(Photo-based referring expression data)
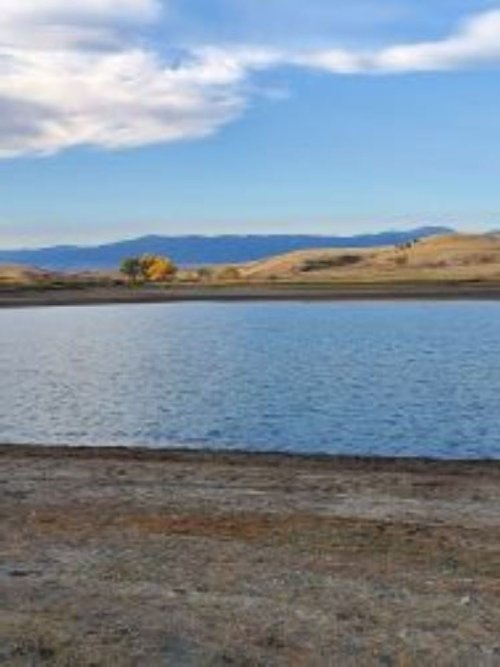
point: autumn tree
(159, 269)
(131, 268)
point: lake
(379, 378)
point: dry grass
(190, 559)
(454, 257)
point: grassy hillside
(451, 257)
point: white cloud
(70, 75)
(477, 42)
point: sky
(127, 117)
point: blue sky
(119, 118)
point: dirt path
(144, 558)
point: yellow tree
(157, 269)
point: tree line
(148, 268)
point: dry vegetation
(129, 558)
(455, 257)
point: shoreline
(152, 557)
(238, 457)
(92, 296)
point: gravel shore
(133, 557)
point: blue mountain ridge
(196, 250)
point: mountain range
(197, 250)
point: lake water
(381, 378)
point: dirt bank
(115, 557)
(27, 297)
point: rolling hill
(447, 257)
(197, 250)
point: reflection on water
(365, 378)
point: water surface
(382, 378)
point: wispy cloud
(73, 74)
(475, 43)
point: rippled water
(365, 378)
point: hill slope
(195, 250)
(448, 257)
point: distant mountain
(195, 250)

* **Problem description**:
Your task is to return the entries above exactly, with no pictures.

* **Answer box**:
point: autumn tree
(159, 269)
(131, 268)
point: lake
(379, 378)
point: dry grass
(190, 559)
(454, 257)
point: grassy hillside
(451, 257)
point: white cloud
(70, 75)
(477, 42)
point: sky
(127, 117)
point: blue sky
(119, 118)
point: dirt path
(144, 558)
point: yellow tree
(157, 269)
point: tree line
(148, 268)
point: dry vegetation
(129, 558)
(455, 257)
point: shoreline
(152, 557)
(238, 457)
(92, 296)
point: gravel shore
(133, 557)
point: blue mountain ridge
(196, 250)
point: mountain range
(197, 250)
point: lake water
(381, 378)
point: dirt bank
(115, 557)
(27, 297)
point: rolling hill
(447, 257)
(197, 250)
point: reflection on water
(365, 378)
point: water surface
(382, 378)
point: wispy cloud
(73, 74)
(475, 43)
point: rippled water
(365, 378)
point: hill slope
(195, 250)
(448, 257)
point: distant mountain
(195, 250)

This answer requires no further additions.